__Task to complete__
Reproduce every line of the records below verbatim.

[Collection entries]
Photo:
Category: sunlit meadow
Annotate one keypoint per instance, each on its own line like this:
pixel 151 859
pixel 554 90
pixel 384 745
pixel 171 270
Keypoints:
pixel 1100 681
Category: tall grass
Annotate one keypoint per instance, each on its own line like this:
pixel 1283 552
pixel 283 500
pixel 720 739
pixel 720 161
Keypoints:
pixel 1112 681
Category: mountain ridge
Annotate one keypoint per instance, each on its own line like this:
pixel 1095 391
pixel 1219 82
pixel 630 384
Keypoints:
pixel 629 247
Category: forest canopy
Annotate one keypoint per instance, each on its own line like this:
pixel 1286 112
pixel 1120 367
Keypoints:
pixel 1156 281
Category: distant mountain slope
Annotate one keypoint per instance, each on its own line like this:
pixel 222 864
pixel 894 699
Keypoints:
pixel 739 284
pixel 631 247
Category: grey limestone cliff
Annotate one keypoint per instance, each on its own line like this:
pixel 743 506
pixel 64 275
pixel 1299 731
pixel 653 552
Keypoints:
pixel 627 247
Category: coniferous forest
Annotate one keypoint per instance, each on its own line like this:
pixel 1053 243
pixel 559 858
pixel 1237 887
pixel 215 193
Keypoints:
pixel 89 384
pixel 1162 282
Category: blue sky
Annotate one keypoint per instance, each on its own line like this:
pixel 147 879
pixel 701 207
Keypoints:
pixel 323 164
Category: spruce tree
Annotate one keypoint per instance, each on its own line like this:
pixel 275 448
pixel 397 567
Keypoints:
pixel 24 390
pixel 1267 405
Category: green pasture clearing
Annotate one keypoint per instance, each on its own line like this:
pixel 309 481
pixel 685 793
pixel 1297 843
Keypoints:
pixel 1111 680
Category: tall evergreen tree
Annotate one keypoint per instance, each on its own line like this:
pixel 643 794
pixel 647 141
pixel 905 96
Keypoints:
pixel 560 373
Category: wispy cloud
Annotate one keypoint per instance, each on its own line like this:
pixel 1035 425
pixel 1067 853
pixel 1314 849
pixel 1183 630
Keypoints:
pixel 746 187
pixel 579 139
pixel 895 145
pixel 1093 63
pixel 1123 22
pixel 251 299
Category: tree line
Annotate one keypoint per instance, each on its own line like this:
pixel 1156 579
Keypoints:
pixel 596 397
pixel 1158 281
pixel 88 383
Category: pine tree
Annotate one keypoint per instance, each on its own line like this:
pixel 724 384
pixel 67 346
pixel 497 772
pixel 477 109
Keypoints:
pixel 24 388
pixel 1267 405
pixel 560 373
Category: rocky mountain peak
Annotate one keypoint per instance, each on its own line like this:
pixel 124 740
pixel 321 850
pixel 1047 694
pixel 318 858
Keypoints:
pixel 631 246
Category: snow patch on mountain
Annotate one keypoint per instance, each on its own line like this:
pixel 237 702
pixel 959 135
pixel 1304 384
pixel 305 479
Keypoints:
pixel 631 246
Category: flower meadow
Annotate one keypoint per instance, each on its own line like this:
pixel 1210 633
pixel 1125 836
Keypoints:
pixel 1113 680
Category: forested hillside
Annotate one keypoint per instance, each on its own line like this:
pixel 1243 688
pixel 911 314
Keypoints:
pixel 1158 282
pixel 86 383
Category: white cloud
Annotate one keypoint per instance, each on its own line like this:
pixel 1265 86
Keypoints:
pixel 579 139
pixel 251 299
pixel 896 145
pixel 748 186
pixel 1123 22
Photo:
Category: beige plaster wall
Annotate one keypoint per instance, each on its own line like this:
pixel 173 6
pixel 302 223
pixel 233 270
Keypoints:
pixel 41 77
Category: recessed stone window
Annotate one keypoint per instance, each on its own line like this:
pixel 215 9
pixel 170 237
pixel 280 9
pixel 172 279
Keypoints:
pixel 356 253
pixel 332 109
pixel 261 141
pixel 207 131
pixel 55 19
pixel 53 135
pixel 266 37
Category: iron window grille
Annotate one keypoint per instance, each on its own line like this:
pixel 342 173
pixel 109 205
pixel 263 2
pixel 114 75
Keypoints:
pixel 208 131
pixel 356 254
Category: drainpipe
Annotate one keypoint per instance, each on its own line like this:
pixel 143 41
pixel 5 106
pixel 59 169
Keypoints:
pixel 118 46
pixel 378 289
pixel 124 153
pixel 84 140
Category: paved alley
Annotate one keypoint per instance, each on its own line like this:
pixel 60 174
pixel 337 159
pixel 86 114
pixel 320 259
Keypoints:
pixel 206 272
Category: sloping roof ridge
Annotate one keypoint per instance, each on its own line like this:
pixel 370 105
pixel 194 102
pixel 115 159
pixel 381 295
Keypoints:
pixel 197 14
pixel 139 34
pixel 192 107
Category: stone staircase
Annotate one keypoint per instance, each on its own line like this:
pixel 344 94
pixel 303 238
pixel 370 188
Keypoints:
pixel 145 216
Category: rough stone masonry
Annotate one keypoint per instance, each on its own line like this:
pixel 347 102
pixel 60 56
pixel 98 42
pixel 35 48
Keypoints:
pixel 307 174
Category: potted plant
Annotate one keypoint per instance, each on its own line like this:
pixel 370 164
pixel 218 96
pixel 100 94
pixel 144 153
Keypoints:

__Output for this task__
Photo:
Category: sunlit meadow
Annotate one keypoint per instance, each on its own line like this:
pixel 151 859
pixel 554 90
pixel 384 745
pixel 171 270
Keypoints:
pixel 1100 681
Category: tall grass
Annotate one keypoint per instance, each on its own line like this:
pixel 1283 552
pixel 283 500
pixel 720 739
pixel 720 161
Keypoints:
pixel 1112 681
Category: mountain ridge
Annotate one keypoint per instance, each on its own line like this:
pixel 1095 391
pixel 1219 82
pixel 630 384
Keypoints:
pixel 629 247
Category: forest canopy
Annotate one keypoint per instance, each on its own line like this:
pixel 1286 112
pixel 1120 367
Keypoints:
pixel 1156 281
Category: distant mountain slope
Annotate one keypoint per instance, each on its own line like this:
pixel 222 864
pixel 894 699
Keypoints:
pixel 739 284
pixel 631 247
Category: grey limestone cliff
Annotate one keypoint per instance, each on its own line like this:
pixel 743 506
pixel 64 275
pixel 1299 731
pixel 653 552
Keypoints:
pixel 627 247
Category: coniferous forest
Annotate one keypoint per instance, each on its own line like this:
pixel 1053 243
pixel 559 858
pixel 1237 887
pixel 215 193
Keypoints:
pixel 89 384
pixel 1162 282
Category: blue sky
Annotate one keypoint per instance, each on its own line like this:
pixel 147 879
pixel 701 207
Keypoints:
pixel 323 164
Category: spruce tree
Annotate one keypoint per instance, each on its own line like this:
pixel 275 448
pixel 397 567
Keypoints:
pixel 24 390
pixel 1267 405
Category: green pasture clearing
Annotate one keypoint per instance, each on its own line like this:
pixel 309 481
pixel 685 793
pixel 1297 843
Keypoints:
pixel 1111 680
Category: tall evergreen tree
Annotate one keypoint per instance, each on its own line like this:
pixel 643 794
pixel 647 141
pixel 905 96
Keypoints:
pixel 560 373
Category: wispy cloud
Annotate one keypoint per instance, each on its own line like this:
pixel 1035 425
pixel 1067 853
pixel 1314 849
pixel 1183 630
Keypoints:
pixel 746 187
pixel 579 139
pixel 895 145
pixel 1093 63
pixel 1123 22
pixel 251 299
Category: tree line
Annotate one keypoint per instance, each on its own line like this:
pixel 1156 579
Keypoints:
pixel 596 397
pixel 1158 281
pixel 88 383
Category: pine tree
Annotate one keypoint per instance, each on its own line like this:
pixel 724 384
pixel 67 346
pixel 497 772
pixel 477 109
Keypoints:
pixel 24 388
pixel 1267 405
pixel 560 373
Category: rocky mountain peak
Annotate one keypoint per instance, each on its own line like this:
pixel 124 740
pixel 321 850
pixel 1047 694
pixel 318 858
Keypoints:
pixel 631 246
Category: snow patch on mountain
Annotate one keypoint per instance, each on its own line like this:
pixel 237 702
pixel 959 135
pixel 1304 384
pixel 305 479
Keypoints:
pixel 631 246
Category: flower meadow
Annotate one keypoint per instance, each on its own line like this:
pixel 1210 633
pixel 1125 836
Keypoints:
pixel 1113 680
Category: forested hillside
Annotate one keypoint per instance, each on its own line like this:
pixel 1243 688
pixel 911 314
Keypoints:
pixel 1158 282
pixel 86 383
Category: white cloud
Annotate one keypoint per instance, each on its own line like this:
pixel 1265 86
Keypoints:
pixel 579 139
pixel 251 299
pixel 896 145
pixel 748 186
pixel 1123 22
Photo:
Category: beige plaster wall
Annotate one keypoint per instance, each on its own line like this:
pixel 173 6
pixel 302 223
pixel 233 270
Keypoints:
pixel 41 77
Category: recessed stone window
Annotate one keypoint per instance, each on its own line like this:
pixel 215 9
pixel 170 237
pixel 280 9
pixel 172 279
Keypoints:
pixel 356 253
pixel 332 109
pixel 261 141
pixel 207 131
pixel 55 19
pixel 53 135
pixel 266 37
Category: iron window grille
Annotate one keypoint per instance, each on its own line like this:
pixel 342 173
pixel 109 205
pixel 263 2
pixel 114 75
Keypoints:
pixel 208 131
pixel 356 254
Category: drainpipe
Annotate one keypoint per instance, each on its own line like this:
pixel 143 41
pixel 5 106
pixel 59 169
Keypoints:
pixel 118 46
pixel 378 289
pixel 124 153
pixel 84 140
Category: paved alley
Annotate one keypoint per instance, each on its own line like this:
pixel 60 174
pixel 337 159
pixel 86 114
pixel 320 259
Keypoints:
pixel 206 272
Category: sloping roof ridge
Annotate one keypoint per instance, each on its own line like this:
pixel 370 105
pixel 194 102
pixel 115 159
pixel 381 295
Keypoints:
pixel 197 14
pixel 139 34
pixel 192 107
Category: stone staircase
Annotate one keypoint per instance, each on its own line like this:
pixel 344 94
pixel 303 238
pixel 370 188
Keypoints:
pixel 145 216
Category: rough stone masonry
Annotate one keypoint per instance, each on its own line like this:
pixel 347 102
pixel 60 56
pixel 98 42
pixel 35 48
Keypoints:
pixel 307 174
Category: potted plant
Annotate one keypoint per instance, each on its own line like this:
pixel 370 164
pixel 218 96
pixel 100 94
pixel 144 153
Keypoints:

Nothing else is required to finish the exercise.